Count the lines in the entries below that contain the string "finial", treating uppercase and lowercase as different. Reply with the number only.
Start of RECORDS SUPPLIED
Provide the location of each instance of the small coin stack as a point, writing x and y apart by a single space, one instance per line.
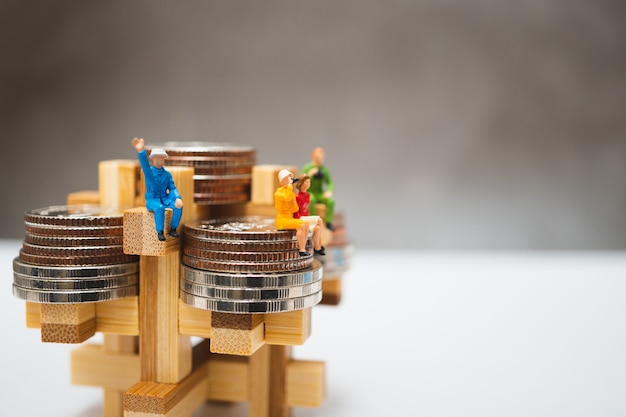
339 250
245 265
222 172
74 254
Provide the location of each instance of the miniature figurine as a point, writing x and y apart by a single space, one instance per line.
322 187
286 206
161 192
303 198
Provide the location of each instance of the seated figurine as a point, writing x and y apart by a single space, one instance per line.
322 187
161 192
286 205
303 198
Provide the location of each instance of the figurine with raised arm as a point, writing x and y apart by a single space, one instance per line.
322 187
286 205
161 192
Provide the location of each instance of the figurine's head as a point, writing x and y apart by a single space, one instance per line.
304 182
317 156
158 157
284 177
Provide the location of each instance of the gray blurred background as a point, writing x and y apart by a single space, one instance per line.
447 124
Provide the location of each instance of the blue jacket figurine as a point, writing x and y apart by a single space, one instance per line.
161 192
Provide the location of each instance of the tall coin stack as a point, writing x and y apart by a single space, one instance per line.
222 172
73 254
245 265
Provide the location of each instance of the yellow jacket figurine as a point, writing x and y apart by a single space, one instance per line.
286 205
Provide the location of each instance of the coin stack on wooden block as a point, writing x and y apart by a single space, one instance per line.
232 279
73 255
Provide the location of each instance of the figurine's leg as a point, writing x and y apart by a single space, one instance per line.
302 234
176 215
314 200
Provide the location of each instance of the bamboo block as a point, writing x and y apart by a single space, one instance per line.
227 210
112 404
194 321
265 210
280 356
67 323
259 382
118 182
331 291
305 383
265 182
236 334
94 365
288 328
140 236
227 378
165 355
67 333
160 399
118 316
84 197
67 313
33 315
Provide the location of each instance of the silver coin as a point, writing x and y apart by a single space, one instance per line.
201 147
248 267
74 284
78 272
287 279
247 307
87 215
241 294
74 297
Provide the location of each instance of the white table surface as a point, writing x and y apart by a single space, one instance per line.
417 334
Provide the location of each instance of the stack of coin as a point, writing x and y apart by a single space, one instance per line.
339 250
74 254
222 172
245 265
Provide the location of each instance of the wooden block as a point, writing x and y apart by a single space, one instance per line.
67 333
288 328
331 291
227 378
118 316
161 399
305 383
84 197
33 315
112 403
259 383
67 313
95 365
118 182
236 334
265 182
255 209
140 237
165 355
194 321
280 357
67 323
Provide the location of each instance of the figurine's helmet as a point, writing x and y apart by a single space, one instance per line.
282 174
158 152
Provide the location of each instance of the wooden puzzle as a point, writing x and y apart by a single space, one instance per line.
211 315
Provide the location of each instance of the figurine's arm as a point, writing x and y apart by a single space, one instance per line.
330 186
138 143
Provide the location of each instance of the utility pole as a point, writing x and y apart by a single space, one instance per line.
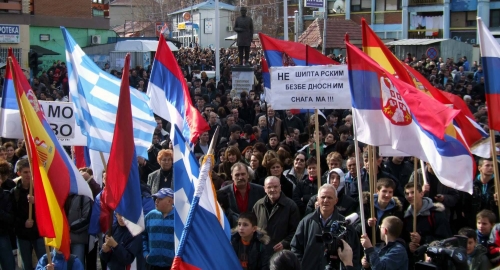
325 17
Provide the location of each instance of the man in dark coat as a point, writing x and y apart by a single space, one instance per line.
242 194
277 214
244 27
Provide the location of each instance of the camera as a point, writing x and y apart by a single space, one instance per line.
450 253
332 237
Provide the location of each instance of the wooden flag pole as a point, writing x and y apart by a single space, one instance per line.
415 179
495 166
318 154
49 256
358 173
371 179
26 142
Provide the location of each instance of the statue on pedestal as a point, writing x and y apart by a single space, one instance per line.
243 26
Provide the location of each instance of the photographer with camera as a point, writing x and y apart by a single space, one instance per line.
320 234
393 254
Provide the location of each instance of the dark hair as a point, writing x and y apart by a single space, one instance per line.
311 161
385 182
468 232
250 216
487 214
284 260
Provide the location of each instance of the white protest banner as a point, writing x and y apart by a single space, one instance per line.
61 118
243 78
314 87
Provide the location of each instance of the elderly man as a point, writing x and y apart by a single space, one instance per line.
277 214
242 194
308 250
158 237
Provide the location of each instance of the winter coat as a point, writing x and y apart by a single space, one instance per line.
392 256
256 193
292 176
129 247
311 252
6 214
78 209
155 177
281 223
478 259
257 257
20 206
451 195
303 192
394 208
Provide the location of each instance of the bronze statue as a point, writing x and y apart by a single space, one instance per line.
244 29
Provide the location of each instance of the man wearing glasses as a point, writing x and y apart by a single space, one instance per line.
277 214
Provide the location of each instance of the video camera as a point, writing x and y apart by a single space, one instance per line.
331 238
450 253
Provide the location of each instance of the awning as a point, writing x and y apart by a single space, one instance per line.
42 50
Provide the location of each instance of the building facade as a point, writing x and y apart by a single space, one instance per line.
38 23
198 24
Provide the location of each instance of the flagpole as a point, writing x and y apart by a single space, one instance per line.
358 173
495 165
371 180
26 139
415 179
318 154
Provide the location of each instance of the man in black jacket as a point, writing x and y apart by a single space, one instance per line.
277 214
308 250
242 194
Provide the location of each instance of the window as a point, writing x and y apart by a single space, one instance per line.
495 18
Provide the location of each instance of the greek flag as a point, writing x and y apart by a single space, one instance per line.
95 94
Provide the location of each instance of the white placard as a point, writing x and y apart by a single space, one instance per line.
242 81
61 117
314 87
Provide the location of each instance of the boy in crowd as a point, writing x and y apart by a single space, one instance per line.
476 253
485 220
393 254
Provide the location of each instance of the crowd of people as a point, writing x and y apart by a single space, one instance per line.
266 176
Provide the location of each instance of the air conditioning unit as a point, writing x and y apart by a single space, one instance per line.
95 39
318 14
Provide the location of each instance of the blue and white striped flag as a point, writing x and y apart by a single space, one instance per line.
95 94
End of RECORDS SUPPLIED
Start of RECORDS SUPPLIED
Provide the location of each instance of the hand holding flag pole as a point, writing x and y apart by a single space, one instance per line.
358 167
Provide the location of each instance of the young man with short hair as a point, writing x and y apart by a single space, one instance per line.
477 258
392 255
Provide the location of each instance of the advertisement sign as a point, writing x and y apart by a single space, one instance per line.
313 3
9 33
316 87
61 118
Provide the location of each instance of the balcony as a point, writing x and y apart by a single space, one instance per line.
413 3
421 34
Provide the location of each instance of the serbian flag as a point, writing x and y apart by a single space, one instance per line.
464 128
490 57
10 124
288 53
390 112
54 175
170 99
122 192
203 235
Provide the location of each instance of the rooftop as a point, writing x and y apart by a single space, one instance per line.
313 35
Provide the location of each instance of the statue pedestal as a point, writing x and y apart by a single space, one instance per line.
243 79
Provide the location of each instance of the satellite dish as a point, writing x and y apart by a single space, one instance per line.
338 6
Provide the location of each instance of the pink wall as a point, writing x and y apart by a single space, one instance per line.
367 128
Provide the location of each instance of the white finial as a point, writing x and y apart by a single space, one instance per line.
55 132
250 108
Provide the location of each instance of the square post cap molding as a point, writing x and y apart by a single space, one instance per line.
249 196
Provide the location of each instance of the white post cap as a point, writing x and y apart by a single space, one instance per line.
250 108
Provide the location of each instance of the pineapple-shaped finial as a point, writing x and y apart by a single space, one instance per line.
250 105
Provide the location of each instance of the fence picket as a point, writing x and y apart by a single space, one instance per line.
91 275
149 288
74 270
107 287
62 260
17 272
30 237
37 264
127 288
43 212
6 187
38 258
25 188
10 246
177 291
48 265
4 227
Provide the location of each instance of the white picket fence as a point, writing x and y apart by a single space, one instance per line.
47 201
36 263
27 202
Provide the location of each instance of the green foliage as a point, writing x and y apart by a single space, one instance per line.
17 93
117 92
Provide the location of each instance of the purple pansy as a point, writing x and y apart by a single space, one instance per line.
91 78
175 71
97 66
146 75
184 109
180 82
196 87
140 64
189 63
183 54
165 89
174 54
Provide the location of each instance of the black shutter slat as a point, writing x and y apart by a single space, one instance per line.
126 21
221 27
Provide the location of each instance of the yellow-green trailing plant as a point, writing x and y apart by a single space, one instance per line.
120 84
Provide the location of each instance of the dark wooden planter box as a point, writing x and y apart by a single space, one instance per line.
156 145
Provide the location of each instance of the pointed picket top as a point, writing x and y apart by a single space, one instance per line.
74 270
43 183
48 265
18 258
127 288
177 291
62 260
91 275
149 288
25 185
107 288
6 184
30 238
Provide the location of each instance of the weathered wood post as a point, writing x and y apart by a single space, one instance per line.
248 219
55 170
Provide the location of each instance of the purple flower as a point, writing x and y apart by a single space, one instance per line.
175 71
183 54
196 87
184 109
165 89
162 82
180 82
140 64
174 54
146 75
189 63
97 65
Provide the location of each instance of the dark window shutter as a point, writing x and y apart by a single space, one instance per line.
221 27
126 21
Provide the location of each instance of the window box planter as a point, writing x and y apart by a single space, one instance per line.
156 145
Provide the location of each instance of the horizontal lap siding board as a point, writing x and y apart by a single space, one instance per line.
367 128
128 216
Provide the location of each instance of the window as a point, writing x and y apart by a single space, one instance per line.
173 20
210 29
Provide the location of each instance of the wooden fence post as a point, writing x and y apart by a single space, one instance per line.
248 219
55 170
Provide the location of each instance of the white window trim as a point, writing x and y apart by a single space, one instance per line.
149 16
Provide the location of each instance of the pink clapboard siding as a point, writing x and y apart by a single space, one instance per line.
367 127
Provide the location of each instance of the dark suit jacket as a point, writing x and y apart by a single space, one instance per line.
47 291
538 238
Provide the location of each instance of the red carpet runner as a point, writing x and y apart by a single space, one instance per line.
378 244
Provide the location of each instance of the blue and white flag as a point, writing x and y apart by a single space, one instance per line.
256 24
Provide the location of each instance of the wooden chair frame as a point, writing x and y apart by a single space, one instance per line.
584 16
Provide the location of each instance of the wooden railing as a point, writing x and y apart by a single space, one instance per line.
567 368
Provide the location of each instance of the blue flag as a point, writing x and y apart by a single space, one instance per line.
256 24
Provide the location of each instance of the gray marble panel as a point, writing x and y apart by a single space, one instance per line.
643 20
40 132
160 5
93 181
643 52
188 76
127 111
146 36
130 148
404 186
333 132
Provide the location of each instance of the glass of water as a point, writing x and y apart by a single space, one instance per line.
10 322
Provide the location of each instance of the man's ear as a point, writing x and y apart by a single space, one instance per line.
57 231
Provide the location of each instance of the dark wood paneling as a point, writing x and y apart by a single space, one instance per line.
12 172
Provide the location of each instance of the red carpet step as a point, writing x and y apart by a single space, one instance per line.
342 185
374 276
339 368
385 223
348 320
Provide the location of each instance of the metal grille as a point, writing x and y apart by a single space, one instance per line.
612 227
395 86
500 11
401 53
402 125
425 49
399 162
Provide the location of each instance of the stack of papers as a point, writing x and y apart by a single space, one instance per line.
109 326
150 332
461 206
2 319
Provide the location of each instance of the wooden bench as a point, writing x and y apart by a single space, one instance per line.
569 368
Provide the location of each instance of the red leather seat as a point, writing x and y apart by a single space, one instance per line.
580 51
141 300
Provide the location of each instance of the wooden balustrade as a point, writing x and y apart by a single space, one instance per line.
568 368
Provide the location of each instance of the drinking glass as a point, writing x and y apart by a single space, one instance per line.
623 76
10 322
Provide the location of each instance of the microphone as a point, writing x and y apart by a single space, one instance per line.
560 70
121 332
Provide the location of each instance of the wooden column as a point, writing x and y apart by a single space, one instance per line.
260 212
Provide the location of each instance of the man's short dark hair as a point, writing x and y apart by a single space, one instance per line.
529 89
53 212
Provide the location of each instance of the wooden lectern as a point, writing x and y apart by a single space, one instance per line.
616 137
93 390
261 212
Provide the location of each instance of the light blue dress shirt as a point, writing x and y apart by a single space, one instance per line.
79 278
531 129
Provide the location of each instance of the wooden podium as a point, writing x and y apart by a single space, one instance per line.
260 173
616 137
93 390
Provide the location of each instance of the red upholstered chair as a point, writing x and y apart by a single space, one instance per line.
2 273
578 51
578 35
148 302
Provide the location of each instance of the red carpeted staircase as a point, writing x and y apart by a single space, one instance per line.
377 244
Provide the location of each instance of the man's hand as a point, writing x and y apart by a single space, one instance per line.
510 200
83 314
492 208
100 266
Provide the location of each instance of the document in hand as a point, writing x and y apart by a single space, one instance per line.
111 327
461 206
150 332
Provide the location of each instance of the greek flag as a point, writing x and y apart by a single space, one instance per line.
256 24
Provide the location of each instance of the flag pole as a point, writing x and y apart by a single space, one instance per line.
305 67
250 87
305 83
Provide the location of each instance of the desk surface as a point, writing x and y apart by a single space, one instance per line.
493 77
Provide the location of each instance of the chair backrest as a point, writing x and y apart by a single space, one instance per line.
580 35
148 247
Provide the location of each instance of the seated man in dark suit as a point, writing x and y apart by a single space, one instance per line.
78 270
End of RECORDS SUPPLIED
Start of RECORDS SUPPLIED
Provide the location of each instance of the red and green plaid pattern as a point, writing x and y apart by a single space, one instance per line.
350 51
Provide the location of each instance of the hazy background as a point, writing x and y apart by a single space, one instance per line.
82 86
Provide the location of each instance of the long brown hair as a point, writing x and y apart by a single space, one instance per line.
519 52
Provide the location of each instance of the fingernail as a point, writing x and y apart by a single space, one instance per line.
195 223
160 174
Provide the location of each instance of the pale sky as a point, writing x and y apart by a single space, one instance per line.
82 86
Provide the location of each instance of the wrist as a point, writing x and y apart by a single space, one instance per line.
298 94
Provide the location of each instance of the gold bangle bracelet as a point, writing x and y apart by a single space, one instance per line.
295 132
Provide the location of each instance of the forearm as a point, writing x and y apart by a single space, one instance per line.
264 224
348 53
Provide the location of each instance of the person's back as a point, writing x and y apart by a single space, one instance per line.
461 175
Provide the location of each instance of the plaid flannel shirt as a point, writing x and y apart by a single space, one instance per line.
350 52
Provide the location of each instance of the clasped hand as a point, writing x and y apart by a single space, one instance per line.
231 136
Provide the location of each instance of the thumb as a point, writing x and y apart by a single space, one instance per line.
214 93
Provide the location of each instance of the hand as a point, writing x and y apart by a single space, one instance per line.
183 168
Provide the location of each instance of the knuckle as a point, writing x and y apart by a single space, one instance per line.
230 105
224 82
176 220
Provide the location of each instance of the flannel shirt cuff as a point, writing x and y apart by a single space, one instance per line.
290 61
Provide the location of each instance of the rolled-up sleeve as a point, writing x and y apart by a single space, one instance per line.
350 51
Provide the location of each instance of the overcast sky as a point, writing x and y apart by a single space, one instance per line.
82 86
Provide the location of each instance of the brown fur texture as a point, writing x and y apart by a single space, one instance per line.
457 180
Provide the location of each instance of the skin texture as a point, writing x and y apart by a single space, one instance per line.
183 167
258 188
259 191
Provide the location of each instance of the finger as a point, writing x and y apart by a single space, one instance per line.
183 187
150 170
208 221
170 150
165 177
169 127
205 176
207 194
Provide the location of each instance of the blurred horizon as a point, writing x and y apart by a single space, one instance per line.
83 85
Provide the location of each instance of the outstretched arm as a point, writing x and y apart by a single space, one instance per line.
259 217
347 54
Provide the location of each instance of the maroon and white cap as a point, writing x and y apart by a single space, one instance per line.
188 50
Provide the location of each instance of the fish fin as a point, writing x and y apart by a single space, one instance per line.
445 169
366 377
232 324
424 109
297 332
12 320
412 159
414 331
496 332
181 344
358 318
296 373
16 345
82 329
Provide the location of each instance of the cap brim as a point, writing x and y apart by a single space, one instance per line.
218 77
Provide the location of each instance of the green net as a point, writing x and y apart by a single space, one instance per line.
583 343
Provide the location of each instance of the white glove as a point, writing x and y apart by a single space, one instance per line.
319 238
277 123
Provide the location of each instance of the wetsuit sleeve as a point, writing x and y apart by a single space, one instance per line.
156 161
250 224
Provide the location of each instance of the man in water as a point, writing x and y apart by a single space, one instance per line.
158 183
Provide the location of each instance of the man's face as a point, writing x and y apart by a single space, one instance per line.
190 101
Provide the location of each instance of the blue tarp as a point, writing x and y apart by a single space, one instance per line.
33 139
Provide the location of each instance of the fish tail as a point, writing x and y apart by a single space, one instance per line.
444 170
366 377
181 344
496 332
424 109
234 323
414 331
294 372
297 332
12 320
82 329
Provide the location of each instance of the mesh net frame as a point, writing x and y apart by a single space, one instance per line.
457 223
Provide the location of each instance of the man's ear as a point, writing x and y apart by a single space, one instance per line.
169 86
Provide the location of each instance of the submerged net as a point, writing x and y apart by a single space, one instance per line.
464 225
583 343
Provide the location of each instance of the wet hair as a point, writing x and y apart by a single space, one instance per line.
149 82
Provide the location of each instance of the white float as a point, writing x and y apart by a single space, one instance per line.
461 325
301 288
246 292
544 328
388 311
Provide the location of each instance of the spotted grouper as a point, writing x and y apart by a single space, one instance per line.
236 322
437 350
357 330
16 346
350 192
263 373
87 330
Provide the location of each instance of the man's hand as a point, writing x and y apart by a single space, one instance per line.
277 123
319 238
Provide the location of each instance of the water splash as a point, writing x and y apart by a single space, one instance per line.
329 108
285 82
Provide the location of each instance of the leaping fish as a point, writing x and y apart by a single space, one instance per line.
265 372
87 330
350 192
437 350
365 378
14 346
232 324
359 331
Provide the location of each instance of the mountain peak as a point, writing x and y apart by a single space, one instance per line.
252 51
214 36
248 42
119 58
End of RECORDS SUPPLIED
TASK ANSWER
2